### Work to do:
Copy out exactly the lines from the one containing "Where can the cat's nose" to the end of the records below, both included, and nothing else.

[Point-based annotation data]

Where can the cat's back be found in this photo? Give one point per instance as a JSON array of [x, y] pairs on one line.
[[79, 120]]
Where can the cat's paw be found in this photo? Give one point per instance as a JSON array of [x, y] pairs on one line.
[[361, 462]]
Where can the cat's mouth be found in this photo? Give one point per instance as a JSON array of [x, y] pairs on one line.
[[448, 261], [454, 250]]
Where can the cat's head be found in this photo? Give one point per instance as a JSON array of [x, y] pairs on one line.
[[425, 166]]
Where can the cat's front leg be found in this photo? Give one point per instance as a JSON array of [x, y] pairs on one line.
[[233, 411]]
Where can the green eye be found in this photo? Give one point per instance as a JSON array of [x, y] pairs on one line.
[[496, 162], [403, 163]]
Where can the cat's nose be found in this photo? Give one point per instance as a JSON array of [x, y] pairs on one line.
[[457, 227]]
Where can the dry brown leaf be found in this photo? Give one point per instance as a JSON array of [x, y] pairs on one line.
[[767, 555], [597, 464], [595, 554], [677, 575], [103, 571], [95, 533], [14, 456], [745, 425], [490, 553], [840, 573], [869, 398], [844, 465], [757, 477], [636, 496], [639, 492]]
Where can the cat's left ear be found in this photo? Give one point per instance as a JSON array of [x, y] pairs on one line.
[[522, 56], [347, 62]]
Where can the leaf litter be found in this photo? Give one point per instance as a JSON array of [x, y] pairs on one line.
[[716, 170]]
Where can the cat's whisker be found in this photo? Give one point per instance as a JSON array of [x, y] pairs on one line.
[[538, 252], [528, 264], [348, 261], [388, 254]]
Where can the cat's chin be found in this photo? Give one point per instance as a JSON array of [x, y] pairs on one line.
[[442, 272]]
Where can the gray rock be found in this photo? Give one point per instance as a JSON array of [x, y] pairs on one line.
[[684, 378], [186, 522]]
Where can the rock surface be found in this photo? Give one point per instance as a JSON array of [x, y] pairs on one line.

### Worked solution:
Where can the cat's nose be found in this photo? Give one point per instance as a JSON array of [x, y] pairs on one line.
[[457, 227]]
Where can the dry brown leaf be found in this photo? Give one point per instance as a JSON array of [x, y] pairs on one line.
[[767, 555], [597, 464], [595, 554], [677, 575], [103, 571], [95, 533], [14, 456], [745, 425], [490, 553], [840, 573], [869, 398], [844, 465], [757, 477], [636, 496], [639, 492]]
Where can the cat's left ear be found in this photo? Give one point per instance as a JSON array of [x, y] pairs on one line.
[[522, 56], [347, 62]]
Where can the leaf litter be found in this photo? Give one point per instance as a JSON array of [x, y] pairs on one line.
[[716, 170]]
Where can the cat's whisker be found in this photo? Give one point per instance as a JSON array of [x, y] pairs on one line.
[[538, 252], [528, 264], [348, 261], [388, 254]]
Where can the cat's chin be found in this photo? Give one point per instance as a JSON array of [x, y] pairs on one line.
[[442, 272]]
Where can the gray rock be found in this photo? Give one point per instance as a JSON array of [x, y] pairs on one line.
[[684, 378], [186, 522]]
Where can the rock surface be found in this photo? Give one point per instance as a JSON array of [x, y] pairs on one line.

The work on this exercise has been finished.